#### Given task:
Copy out word for word the stretch of items that begins with the line containing "foliage in the image above." and ends with the line containing "417;156;439;177", including both of those lines.

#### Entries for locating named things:
Start

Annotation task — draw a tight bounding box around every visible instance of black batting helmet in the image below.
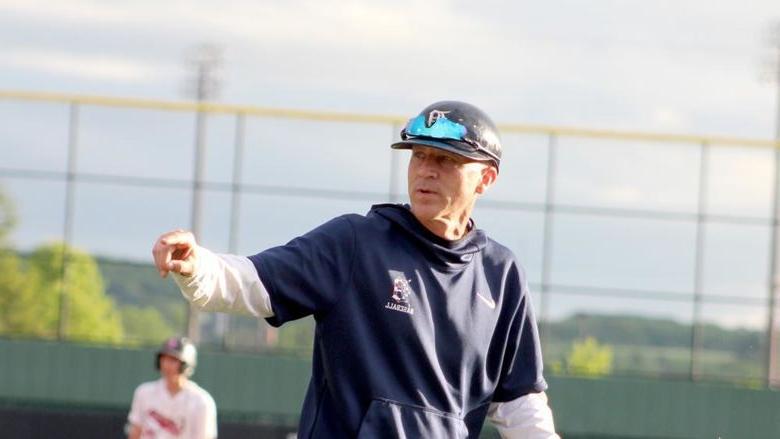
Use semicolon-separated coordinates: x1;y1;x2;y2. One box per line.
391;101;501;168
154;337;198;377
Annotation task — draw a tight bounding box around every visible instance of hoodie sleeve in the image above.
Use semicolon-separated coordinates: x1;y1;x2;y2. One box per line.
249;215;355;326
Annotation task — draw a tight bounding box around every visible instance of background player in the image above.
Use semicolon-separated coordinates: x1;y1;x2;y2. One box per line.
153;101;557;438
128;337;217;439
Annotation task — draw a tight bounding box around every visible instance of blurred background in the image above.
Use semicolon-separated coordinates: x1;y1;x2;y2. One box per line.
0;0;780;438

End
Start

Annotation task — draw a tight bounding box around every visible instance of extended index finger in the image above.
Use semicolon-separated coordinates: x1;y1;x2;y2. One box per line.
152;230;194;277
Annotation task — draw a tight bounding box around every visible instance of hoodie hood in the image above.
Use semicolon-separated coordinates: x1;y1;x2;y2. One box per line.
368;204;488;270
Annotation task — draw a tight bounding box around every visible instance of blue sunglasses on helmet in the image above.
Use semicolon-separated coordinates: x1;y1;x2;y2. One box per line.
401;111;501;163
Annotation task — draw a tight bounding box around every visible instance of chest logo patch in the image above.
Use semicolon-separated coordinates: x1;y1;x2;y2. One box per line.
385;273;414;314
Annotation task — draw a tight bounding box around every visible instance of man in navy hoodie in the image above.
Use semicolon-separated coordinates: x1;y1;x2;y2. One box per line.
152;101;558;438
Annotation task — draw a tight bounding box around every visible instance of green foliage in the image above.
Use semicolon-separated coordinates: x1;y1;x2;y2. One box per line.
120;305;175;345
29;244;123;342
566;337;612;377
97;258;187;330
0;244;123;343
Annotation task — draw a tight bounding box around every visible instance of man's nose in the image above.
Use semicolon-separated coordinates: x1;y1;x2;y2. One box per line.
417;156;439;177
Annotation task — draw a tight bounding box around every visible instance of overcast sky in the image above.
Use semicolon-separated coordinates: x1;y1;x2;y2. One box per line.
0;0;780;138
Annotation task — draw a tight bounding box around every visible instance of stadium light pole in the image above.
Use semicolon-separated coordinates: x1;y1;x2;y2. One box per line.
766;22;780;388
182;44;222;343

End
Start

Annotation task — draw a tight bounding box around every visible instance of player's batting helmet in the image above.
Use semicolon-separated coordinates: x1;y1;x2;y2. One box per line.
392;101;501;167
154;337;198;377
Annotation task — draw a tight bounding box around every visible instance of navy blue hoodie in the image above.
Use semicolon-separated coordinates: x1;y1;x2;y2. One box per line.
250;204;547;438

End

#### Solved problem:
Annotation task — draw a tight bounding box around every visible instance of green foliage in the image above.
Use semicolon-separated coordinates: x1;y1;x2;y2. One box per line.
120;305;175;345
29;244;123;342
566;337;612;377
97;258;187;330
0;244;123;343
Annotation task — draw a tight bounding box around every visible instance of man's nose in the image above.
Use semicolon-separated coordinates: x1;y1;x2;y2. One box per line.
417;156;439;177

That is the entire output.